Available data:
- - - -

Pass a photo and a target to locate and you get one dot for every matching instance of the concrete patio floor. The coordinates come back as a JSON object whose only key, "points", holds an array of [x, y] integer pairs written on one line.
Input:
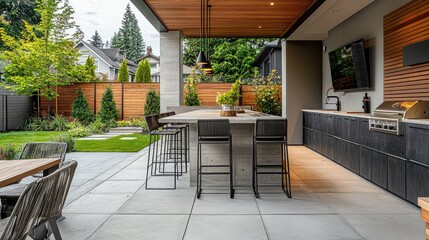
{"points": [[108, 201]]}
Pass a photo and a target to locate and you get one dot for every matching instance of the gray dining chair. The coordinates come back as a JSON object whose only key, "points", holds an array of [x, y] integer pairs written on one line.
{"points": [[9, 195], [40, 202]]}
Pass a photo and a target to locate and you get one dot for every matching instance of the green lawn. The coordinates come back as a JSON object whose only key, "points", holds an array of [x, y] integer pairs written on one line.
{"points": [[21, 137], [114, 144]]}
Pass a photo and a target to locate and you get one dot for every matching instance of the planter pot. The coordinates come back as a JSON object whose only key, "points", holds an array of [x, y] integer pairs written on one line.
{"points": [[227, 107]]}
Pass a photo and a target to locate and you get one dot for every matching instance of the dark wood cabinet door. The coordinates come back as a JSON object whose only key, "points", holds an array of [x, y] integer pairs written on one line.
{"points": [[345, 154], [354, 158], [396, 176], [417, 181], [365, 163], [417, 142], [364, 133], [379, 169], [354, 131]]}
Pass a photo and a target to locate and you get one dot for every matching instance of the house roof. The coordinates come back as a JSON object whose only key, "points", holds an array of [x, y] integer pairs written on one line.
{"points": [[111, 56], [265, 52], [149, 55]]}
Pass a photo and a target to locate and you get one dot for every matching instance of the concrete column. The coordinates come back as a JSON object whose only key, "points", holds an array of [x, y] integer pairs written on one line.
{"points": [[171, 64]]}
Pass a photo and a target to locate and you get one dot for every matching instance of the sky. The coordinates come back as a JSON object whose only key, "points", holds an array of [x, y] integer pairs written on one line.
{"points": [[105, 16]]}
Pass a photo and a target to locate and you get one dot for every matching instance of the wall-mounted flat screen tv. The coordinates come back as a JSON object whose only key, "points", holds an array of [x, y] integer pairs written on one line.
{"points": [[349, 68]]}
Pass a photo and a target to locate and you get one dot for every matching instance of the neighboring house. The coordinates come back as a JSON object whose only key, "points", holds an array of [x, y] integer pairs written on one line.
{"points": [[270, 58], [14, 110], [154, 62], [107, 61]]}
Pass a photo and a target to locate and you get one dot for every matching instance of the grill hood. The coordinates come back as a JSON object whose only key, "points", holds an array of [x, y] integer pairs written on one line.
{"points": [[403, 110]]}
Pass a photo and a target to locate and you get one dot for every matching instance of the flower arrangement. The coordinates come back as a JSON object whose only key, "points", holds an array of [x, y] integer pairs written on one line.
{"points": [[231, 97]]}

- - - -

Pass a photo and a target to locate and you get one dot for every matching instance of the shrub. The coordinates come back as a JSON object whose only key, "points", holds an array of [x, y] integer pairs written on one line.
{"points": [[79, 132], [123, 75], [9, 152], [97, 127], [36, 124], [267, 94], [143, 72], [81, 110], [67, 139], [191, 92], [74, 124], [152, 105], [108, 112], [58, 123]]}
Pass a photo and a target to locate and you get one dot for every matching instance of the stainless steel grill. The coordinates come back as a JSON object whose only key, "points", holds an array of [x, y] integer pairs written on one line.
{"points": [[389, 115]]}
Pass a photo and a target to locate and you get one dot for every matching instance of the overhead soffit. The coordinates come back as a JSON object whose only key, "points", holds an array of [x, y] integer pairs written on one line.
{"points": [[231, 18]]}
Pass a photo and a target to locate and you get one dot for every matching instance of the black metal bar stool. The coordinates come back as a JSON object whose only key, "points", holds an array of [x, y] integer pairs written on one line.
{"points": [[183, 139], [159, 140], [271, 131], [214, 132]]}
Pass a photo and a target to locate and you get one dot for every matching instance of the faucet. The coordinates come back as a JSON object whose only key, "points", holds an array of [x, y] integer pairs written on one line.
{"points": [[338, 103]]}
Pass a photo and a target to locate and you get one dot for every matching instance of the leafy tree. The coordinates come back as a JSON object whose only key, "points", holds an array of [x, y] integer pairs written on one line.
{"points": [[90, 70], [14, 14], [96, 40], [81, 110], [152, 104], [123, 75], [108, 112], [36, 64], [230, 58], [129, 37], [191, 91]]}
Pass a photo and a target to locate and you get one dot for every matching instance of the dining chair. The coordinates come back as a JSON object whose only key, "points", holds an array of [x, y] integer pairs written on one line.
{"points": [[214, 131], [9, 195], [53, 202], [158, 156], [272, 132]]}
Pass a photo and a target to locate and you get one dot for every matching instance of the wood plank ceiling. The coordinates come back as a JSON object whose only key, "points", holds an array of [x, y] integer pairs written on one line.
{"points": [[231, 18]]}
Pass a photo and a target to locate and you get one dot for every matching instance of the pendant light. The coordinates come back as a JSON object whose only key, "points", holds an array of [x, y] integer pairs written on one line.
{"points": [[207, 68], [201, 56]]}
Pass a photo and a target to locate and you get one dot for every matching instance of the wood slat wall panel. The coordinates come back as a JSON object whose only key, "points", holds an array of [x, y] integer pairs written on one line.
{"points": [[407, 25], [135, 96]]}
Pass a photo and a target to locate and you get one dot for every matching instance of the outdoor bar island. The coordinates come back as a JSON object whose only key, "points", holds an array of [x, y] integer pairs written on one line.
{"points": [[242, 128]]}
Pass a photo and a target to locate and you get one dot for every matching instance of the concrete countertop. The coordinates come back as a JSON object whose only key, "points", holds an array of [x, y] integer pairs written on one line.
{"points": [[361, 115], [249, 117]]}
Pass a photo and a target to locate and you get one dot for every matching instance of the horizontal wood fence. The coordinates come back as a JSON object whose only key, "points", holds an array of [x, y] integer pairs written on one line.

- - - -

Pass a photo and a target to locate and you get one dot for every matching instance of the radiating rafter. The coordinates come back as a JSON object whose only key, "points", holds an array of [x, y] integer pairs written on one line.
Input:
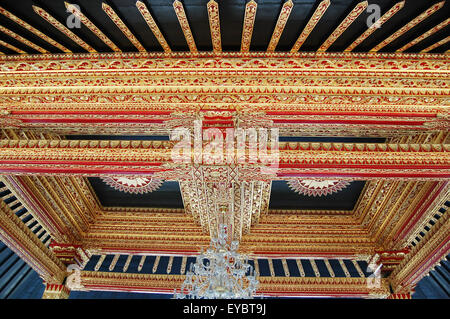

- - - -

Could you set down, exactly as written, the lines above between the one holding "the concrete countertop." and the one holding "of the horizontal", inclusive, and nothing more?

Worked solution:
Pass a photo and a target to locate and you get one dot for every matching instance of the concrete countertop. The coordinates come back as a JSON object whose only key, "points", holds an array of [x, y] integer pairs written on one line.
{"points": [[361, 115], [249, 117]]}
Pass a photo and a target to locate and you get one dot for every matching instance of the horizontal wood fence. The coordinates come back as a JSON object whose only key, "points", holds an array of [x, y] integer pairs written on one line.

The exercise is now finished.